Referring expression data
..........
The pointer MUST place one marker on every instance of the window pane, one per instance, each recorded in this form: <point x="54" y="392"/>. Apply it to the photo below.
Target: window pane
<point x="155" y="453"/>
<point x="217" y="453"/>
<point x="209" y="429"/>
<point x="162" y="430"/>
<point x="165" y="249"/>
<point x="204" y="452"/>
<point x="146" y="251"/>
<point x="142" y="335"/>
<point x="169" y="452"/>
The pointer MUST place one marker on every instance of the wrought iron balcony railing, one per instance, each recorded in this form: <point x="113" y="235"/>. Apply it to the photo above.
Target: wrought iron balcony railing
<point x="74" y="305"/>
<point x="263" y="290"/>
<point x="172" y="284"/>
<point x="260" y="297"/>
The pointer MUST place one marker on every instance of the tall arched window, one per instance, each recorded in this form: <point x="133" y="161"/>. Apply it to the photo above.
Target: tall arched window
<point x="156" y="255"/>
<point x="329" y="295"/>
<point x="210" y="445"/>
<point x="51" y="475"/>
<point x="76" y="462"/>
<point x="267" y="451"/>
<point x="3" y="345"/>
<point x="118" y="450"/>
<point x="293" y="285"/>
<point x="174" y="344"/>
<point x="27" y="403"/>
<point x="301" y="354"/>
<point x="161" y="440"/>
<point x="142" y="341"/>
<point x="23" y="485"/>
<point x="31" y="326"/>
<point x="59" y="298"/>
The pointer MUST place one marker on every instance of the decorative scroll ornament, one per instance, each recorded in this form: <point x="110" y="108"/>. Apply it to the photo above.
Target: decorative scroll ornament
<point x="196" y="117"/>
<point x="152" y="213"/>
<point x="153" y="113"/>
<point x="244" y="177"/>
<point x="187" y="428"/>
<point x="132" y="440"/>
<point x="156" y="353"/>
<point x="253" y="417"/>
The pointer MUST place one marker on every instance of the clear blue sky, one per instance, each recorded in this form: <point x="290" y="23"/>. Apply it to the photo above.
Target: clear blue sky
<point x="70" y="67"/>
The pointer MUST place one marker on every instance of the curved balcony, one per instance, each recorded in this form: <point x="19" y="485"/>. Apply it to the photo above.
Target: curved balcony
..........
▶ [WHAT YOU HAVE TO DO]: Spot every line in the entries that includes the word "curved", and copy each one out.

▶ [REPLY]:
The pointer MUST place one marker on every instance of the curved balcony, one per instance, each recorded in this form: <point x="19" y="485"/>. Apply it to the photo above.
Target: curved balcony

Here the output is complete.